[EXERCISE]:
Quote, without change, all of the lines that follow.

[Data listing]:
<<<<

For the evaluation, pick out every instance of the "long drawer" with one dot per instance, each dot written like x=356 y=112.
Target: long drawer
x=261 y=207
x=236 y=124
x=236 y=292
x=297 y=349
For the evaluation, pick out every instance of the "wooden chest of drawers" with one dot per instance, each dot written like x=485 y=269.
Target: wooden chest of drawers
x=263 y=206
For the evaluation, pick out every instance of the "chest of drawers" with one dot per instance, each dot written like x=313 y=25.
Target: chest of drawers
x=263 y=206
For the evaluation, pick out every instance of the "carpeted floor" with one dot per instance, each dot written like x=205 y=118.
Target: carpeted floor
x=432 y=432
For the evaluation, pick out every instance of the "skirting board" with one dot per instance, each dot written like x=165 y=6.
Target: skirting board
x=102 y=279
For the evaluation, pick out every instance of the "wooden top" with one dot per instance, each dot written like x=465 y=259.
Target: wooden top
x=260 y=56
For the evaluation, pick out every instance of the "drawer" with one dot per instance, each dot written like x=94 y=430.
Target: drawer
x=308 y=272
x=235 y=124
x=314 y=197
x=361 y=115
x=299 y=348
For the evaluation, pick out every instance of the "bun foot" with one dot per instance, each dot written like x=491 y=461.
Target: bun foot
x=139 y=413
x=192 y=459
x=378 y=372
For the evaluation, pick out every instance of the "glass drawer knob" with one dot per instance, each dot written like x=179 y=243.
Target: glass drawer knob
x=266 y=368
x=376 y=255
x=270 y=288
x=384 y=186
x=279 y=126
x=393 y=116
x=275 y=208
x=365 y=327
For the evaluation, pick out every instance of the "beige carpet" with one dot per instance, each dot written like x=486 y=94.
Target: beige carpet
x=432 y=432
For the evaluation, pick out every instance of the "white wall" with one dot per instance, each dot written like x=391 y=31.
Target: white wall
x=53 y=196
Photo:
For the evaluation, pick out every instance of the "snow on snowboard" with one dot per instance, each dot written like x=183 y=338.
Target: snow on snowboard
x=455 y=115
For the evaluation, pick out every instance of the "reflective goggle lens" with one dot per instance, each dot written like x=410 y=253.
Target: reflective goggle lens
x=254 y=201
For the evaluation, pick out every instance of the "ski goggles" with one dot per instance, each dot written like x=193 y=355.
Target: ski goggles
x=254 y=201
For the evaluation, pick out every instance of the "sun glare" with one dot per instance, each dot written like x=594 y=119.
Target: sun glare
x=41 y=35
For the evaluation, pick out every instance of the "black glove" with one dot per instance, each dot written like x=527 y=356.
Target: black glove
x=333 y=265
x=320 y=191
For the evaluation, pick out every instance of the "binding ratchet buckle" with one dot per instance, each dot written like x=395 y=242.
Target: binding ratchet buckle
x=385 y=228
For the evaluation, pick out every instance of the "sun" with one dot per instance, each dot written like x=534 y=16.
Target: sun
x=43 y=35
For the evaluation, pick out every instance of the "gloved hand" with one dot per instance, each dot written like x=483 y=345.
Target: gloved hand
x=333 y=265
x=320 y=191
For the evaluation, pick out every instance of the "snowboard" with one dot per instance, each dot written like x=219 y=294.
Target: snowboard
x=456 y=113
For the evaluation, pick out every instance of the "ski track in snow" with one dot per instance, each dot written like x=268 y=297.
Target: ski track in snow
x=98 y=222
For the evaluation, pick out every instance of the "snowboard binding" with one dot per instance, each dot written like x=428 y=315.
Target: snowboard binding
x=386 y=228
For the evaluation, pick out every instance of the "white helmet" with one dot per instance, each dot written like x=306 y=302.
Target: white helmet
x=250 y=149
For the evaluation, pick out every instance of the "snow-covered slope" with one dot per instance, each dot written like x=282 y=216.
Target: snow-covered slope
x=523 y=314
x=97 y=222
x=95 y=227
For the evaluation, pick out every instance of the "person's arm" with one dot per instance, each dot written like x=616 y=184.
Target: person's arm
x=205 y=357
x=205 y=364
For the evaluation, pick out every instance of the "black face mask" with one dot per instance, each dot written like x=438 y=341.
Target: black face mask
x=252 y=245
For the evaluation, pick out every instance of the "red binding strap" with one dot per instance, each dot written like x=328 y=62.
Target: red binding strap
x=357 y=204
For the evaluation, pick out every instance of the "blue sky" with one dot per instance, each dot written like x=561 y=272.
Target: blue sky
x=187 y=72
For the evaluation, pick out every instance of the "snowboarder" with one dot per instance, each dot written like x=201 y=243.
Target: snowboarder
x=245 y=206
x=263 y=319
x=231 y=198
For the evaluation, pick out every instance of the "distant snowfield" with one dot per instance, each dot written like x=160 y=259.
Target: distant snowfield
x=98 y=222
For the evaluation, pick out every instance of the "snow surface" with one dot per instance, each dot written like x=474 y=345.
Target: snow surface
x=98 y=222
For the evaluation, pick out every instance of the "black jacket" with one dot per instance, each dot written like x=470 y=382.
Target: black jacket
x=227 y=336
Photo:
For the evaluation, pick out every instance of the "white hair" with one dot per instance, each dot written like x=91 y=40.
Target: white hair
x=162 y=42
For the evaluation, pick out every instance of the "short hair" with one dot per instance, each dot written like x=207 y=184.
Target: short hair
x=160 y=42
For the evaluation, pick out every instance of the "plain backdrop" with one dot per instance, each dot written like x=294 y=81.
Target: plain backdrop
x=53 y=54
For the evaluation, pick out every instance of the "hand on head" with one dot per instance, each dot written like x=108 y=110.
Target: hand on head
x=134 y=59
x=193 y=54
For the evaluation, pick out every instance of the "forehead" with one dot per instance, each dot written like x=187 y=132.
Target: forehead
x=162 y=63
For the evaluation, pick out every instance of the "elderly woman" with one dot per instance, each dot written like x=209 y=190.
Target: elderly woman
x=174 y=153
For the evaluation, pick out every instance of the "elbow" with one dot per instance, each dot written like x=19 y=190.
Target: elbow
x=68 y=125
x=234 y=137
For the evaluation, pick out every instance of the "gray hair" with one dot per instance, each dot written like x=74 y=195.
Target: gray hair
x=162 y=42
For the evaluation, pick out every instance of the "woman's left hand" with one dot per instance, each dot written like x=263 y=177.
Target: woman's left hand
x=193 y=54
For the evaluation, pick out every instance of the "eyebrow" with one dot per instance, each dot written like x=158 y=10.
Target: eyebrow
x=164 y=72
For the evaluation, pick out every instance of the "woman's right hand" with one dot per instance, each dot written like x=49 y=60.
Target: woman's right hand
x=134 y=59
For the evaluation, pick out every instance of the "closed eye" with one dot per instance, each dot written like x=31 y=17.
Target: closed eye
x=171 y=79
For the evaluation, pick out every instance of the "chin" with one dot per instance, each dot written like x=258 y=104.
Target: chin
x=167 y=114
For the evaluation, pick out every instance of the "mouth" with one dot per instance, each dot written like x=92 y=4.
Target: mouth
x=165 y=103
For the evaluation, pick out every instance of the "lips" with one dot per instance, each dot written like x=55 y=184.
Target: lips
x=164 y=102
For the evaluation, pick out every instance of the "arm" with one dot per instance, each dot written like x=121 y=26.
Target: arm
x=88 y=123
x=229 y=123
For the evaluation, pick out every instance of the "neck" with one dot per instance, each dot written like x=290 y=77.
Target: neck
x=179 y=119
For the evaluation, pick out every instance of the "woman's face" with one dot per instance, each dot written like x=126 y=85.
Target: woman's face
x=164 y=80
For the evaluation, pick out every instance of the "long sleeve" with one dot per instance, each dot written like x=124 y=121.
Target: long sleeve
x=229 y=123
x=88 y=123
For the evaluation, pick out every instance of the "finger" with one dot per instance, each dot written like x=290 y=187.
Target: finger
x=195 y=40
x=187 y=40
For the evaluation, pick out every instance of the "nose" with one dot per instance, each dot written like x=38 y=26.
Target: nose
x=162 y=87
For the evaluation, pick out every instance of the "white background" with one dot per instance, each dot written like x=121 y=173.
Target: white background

>>>>

[SOLVED EXERCISE]:
For the evaluation, pick out every instance of the "long drawer" with one dot per instance, each dot written like x=356 y=112.
Target: long drawer
x=261 y=207
x=236 y=124
x=236 y=292
x=297 y=349
For the evaluation, pick out every instance of the "wooden chest of drawers" with one dot per instance, each dot written like x=485 y=269.
Target: wooden chest of drawers
x=263 y=206
For the evaluation, pick out every instance of the "chest of drawers" with one dot per instance, each dot written like x=313 y=25.
Target: chest of drawers
x=263 y=206
For the evaluation, pick out every instance of the "carpeted floor" with one dot per instance, each dot written like x=205 y=118.
Target: carpeted floor
x=432 y=432
For the evaluation, pick out every instance of the "skirting board" with one dot per instance, each dot written like x=165 y=6.
Target: skirting board
x=102 y=279
For the evaluation, pick out every instance of the "wooden top" with one dot per instance, each dot written like x=465 y=259.
Target: wooden top
x=260 y=56
For the evaluation, pick out every instance of the "drawer" with one dot per instance, each dot written like x=94 y=430.
Target: drawer
x=308 y=272
x=235 y=124
x=314 y=197
x=361 y=115
x=299 y=348
For the evaluation, pick out every instance of the "bun foot" with one dot per instance, each dot written like x=491 y=461.
Target: bun foot
x=139 y=413
x=192 y=459
x=378 y=372
For the evaluation, pick out every instance of the "glass drawer knob" with one dot per instance, each dot written like x=179 y=243.
Target: glass drawer knob
x=266 y=368
x=376 y=255
x=270 y=288
x=384 y=186
x=279 y=126
x=393 y=116
x=275 y=208
x=365 y=327
For the evaluation, pick out every instance of the "beige carpet" with one dot per instance, each dot written like x=486 y=94.
Target: beige carpet
x=432 y=432
For the evaluation, pick out every instance of the "white wall" with one dot per instance, each dot written like x=391 y=31.
Target: white wall
x=53 y=196
Photo:
For the evaluation, pick out every instance of the "snow on snowboard" with one dot per instance, each dot written like x=183 y=338.
Target: snow on snowboard
x=455 y=115
For the evaluation, pick out every instance of the "reflective goggle lens" with one dot per instance, each dot written like x=410 y=253.
Target: reflective goggle lens
x=254 y=201
For the evaluation, pick out every instance of the "ski goggles" with one dot per instance, each dot written like x=193 y=355.
Target: ski goggles
x=254 y=201
For the evaluation, pick out every instance of the "sun glare" with one dot per instance, each dot written like x=594 y=119.
Target: sun glare
x=41 y=35
For the evaluation, pick out every instance of the "black glove" with one dot per instance, each dot written like x=527 y=356.
Target: black glove
x=333 y=265
x=320 y=191
For the evaluation, pick out every instance of the "binding ratchet buckle" with one dot per instance, each dot written like x=395 y=242.
Target: binding ratchet buckle
x=385 y=228
For the evaluation, pick out every instance of the "sun" with one dot per instance, each dot written like x=534 y=16.
Target: sun
x=43 y=35
For the evaluation, pick out every instance of the "gloved hand" with one dot per instance, each dot written like x=483 y=345.
Target: gloved hand
x=333 y=265
x=320 y=191
For the evaluation, pick out every instance of the "snowboard" with one dot per instance, each dot written like x=219 y=294.
Target: snowboard
x=456 y=113
For the evaluation, pick out every instance of the "ski track in snow" with one dot per instance, each dot written like x=268 y=297.
Target: ski track in snow
x=98 y=222
For the evaluation, pick out every instance of the "snowboard binding" with one dot per instance, each dot written like x=428 y=315.
Target: snowboard binding
x=386 y=228
For the evaluation, pick out every instance of the "white helmet" with one dot per instance, each dot written like x=306 y=302.
Target: white helmet
x=250 y=149
For the evaluation, pick out every instance of the "snow-covered slope" with one dot per instance, each dot written like x=282 y=216.
Target: snow-covered slope
x=523 y=314
x=97 y=222
x=95 y=227
For the evaluation, pick out every instance of the "person's arm" with one dot per instance, each dot written like x=616 y=184.
Target: person's arm
x=205 y=357
x=205 y=364
For the evaluation, pick out every instance of the "black face mask" with one dot per instance, each dot written like x=438 y=341.
Target: black face mask
x=252 y=245
For the evaluation, pick out every instance of the "red binding strap" with one dot per instance, each dot written like x=328 y=62.
Target: red binding strap
x=357 y=204
For the evaluation, pick out every instance of the "blue sky" with one dot per instance, each dot written like x=561 y=272.
Target: blue sky
x=187 y=72
For the evaluation, pick out every instance of the "snowboarder" with one dot per instance, each dot written like x=201 y=243.
Target: snowboarder
x=245 y=206
x=263 y=319
x=231 y=198
For the evaluation, pick out every instance of the "distant snowfield" with one dot per instance, each dot written like x=160 y=259.
Target: distant snowfield
x=98 y=222
For the evaluation, pick out every instance of the "snow surface" with one dot per instance, each dot written like x=474 y=345.
Target: snow surface
x=98 y=222
For the evaluation, pick out every instance of the "black jacket" with one dot per instance, each dot written like x=470 y=382.
Target: black jacket
x=227 y=336
Photo:
For the evaluation, pick out every instance of the "white hair" with one dot per instance, each dot written like x=91 y=40.
Target: white hair
x=162 y=42
For the evaluation, pick out every instance of the "short hair" with one dot per instance, each dot written like x=207 y=184.
Target: short hair
x=160 y=42
For the evaluation, pick out every instance of the "plain backdrop" with one dot per instance, each dot written like x=294 y=81.
Target: plain backdrop
x=53 y=54
For the evaluation, pick out every instance of the "hand on head" with one dot per instance, each dot written like x=108 y=110.
Target: hand on head
x=134 y=59
x=193 y=54
For the evaluation, pick out every instance of the "forehead" with one dot per instance, each dot written like x=187 y=132.
Target: forehead
x=162 y=63
For the evaluation, pick out every instance of the "elderly woman" with one dot per instance, each dot written like x=209 y=190.
Target: elderly woman
x=174 y=153
For the evaluation, pick out every instance of the "elbow" with one dot per instance, each dot written like x=19 y=190.
Target: elbow
x=68 y=125
x=234 y=137
For the evaluation, pick out every instance of the "gray hair" with one dot per instance, each dot written like x=74 y=195.
Target: gray hair
x=162 y=42
For the evaluation, pick out every instance of the "woman's left hand" with one dot per instance, each dot written like x=263 y=177.
Target: woman's left hand
x=193 y=54
For the evaluation, pick out every instance of the "eyebrow" with one dot per instance, each dot written like x=158 y=10.
Target: eyebrow
x=164 y=72
For the evaluation, pick out every instance of the "woman's right hand" with one dot per instance, each dot written like x=49 y=60.
Target: woman's right hand
x=134 y=59
For the evaluation, pick out every instance of the "closed eye" with one dot per instance, each dot written like x=31 y=17.
Target: closed eye
x=171 y=79
For the evaluation, pick out every instance of the "chin" with one dot per instance, each dot written like x=258 y=104.
Target: chin
x=167 y=114
For the evaluation, pick out every instance of the "mouth" with one dot per instance, each dot written like x=92 y=4.
Target: mouth
x=165 y=103
For the evaluation, pick out every instance of the "lips" with one dot per instance, each dot written like x=55 y=184.
Target: lips
x=164 y=102
For the evaluation, pick out every instance of the "arm" with one dot per instance, each dot written like x=121 y=26.
Target: arm
x=88 y=123
x=229 y=123
For the evaluation, pick out every instance of the "neck" with one dot per instance, each dot written like x=290 y=77.
Target: neck
x=179 y=119
For the evaluation, pick out every instance of the "woman's face" with one dot per instance, each dot written like x=126 y=85.
Target: woman's face
x=164 y=80
For the evaluation, pick out every instance of the "long sleeve" with one dot per instance, each dot written like x=124 y=121.
Target: long sleeve
x=229 y=123
x=88 y=123
For the evaluation, pick out every instance of the "finger" with one dot per instance, each dot written like x=290 y=187.
Target: finger
x=195 y=40
x=187 y=40
For the evaluation, pick out every instance of the "nose" with one dot per instance, each dot written like x=38 y=26.
Target: nose
x=162 y=87
For the evaluation, pick out every instance of the "white background" with one dot per instance, each dot written like x=121 y=173.
Target: white background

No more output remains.